**WRITTEN INSTRUCTION:** Retype, without alteration, each line from the line containing "the red pickup" to the final line of the records.

• • • • • • •

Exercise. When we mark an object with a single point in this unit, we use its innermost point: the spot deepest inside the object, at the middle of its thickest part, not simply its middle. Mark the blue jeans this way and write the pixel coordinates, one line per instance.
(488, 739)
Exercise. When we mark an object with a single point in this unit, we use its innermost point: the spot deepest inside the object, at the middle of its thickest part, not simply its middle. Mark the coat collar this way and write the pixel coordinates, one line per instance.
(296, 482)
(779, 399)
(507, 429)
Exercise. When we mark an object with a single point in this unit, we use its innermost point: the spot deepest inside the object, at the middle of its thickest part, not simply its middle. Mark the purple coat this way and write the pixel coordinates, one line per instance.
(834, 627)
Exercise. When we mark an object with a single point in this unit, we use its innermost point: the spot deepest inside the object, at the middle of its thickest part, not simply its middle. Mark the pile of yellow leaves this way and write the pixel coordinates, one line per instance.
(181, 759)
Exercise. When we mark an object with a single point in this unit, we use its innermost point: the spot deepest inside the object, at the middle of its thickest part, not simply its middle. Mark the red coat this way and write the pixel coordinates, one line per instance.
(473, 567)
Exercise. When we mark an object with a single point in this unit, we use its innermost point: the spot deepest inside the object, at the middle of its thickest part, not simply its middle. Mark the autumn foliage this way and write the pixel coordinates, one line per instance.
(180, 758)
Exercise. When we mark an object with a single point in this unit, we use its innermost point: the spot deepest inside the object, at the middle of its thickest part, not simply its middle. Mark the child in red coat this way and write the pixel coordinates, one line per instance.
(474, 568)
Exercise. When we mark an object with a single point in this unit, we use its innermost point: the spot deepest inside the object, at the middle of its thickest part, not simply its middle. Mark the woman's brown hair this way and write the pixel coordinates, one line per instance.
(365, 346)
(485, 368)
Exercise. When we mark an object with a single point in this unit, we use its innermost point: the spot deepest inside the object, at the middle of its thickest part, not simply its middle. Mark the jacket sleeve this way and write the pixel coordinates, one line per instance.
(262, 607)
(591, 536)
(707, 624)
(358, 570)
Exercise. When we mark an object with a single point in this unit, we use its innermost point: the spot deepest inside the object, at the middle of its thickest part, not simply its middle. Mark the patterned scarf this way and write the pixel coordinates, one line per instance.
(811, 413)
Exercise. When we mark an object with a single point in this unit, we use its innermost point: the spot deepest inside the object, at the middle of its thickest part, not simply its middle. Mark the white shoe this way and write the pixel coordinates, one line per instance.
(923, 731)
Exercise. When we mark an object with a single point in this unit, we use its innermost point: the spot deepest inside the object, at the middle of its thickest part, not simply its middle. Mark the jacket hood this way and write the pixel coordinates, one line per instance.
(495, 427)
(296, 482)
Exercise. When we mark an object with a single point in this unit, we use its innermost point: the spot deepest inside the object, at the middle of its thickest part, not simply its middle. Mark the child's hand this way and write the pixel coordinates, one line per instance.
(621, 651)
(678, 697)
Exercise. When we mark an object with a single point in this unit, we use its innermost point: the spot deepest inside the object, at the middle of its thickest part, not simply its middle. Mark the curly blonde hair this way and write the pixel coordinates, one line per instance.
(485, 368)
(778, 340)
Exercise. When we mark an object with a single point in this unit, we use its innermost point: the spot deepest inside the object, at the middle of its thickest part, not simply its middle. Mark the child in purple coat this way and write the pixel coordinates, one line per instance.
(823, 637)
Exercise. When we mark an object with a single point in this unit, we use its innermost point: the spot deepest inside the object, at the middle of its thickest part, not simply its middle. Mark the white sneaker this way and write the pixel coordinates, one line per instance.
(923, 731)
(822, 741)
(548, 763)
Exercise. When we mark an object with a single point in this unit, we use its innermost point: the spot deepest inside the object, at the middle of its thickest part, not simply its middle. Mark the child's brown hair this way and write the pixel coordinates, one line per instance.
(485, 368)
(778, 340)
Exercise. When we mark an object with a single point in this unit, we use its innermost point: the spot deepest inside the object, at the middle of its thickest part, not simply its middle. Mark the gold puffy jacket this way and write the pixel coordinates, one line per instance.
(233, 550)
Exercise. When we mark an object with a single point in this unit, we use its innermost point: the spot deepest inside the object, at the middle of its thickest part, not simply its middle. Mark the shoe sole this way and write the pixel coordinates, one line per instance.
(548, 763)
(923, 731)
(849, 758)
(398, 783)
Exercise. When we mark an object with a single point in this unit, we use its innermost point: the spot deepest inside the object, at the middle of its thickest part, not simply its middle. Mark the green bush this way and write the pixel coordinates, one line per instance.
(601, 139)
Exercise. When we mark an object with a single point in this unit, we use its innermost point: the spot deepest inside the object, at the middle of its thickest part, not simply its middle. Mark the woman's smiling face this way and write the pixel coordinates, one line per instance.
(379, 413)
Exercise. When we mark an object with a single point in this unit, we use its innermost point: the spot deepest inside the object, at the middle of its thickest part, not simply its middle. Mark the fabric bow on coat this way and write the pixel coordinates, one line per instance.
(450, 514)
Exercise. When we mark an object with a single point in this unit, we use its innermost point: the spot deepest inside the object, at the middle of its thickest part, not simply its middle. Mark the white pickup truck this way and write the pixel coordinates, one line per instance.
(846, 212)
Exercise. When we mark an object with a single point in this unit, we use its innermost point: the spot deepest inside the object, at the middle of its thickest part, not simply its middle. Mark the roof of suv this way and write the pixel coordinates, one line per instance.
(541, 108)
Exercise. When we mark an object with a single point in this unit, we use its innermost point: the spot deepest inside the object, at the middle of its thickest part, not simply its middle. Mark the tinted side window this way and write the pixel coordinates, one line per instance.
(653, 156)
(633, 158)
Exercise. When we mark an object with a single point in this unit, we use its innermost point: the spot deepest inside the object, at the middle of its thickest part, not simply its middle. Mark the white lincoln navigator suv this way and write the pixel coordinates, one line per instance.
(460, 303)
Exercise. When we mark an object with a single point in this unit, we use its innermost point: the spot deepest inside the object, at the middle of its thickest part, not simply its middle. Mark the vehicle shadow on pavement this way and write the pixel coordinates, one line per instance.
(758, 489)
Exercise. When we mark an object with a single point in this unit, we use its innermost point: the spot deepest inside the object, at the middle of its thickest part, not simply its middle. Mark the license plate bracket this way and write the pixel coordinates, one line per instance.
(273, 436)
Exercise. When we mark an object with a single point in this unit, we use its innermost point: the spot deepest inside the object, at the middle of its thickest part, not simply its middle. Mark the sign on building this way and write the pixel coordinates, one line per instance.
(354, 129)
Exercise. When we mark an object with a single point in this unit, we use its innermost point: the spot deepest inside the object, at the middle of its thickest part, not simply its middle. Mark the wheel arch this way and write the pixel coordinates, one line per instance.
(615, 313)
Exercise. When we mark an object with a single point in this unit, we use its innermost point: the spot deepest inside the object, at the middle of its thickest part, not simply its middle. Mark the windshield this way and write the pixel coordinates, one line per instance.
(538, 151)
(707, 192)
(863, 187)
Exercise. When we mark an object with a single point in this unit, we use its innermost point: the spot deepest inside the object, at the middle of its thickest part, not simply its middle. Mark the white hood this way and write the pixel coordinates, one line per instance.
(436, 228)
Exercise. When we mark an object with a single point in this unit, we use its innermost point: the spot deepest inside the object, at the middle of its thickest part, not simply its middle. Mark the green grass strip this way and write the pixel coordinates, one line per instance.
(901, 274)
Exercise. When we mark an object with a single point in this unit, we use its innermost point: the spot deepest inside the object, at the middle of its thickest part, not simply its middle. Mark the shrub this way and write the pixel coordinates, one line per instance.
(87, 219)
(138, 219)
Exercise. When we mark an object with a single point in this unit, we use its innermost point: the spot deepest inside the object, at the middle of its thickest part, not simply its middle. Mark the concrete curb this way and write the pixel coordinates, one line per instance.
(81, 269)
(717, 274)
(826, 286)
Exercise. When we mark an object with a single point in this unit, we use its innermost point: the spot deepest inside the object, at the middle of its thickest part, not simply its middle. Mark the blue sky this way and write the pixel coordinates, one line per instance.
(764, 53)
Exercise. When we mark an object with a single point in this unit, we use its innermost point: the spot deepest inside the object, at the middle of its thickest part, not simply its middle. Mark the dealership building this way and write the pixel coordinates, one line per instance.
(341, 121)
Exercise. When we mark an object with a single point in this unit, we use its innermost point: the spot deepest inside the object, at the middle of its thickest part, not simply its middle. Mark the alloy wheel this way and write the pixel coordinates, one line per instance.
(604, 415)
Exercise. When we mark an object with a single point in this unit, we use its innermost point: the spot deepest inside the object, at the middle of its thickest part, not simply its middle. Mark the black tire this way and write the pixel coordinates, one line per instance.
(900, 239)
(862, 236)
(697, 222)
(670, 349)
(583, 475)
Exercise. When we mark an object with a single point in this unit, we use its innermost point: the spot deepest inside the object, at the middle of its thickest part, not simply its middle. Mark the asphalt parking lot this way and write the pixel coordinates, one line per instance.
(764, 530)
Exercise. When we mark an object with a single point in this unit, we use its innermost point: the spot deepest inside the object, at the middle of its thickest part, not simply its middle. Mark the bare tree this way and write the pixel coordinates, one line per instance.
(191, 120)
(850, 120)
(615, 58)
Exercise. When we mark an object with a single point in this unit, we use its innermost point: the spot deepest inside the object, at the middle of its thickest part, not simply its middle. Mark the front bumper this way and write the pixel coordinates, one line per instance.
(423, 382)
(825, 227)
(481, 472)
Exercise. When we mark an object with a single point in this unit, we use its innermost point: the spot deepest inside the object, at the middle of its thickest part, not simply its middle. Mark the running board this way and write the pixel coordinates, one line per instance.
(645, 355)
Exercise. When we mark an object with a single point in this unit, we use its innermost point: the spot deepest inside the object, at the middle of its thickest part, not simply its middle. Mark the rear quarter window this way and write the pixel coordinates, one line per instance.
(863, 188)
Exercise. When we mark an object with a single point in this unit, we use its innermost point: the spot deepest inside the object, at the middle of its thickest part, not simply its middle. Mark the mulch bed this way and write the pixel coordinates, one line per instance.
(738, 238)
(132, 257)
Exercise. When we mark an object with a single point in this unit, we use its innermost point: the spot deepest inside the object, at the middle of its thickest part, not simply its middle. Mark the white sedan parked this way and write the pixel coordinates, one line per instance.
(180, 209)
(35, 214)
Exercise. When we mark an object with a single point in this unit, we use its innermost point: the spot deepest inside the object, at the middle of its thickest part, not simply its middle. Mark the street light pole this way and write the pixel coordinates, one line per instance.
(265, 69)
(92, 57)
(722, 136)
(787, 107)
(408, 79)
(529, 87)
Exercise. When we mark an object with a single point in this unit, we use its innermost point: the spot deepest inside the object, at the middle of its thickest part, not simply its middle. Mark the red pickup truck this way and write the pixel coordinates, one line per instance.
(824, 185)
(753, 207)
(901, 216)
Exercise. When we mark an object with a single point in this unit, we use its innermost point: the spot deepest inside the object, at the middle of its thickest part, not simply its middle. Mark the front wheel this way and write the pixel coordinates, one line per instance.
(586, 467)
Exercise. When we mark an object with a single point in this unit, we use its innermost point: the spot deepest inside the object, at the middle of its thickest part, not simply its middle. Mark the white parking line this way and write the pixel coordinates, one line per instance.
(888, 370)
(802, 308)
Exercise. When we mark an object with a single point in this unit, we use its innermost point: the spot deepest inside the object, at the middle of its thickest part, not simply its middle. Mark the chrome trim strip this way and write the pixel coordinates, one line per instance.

• • • • • • •

**ANSWER BELOW:**
Exercise. When we mark an object with a single point in this unit, we use its innermost point: the spot deepest inside the object, at the middle of its thickest part, not simply its middle. Mark the red pickup truck this way and write the pixel coordinates, one line per instance.
(824, 185)
(753, 207)
(901, 216)
Exercise. When we mark an object with a single point in this unit, we use its innermost point: the spot deepest inside the object, at the middle of its thickest part, not simply its middle. Mark the front wheel this way and write the pixel coordinates, one line per instance.
(586, 467)
Exercise. When we mark an object with a single point in this unit, we use its innermost point: the spot deepest inside the object, at the middle of its thickest part, not simply its middle. Mark the white parking line this way and write the pixel coordinates, one line per instance.
(888, 370)
(802, 308)
Exercise. When we mark an object with a single point in this unit, we use its innermost point: the spot deepest inside the object, at the middle of its thickest part, not simply its middle. Mark the chrome trim strip this way and write the pixel coordinates, one line per instance.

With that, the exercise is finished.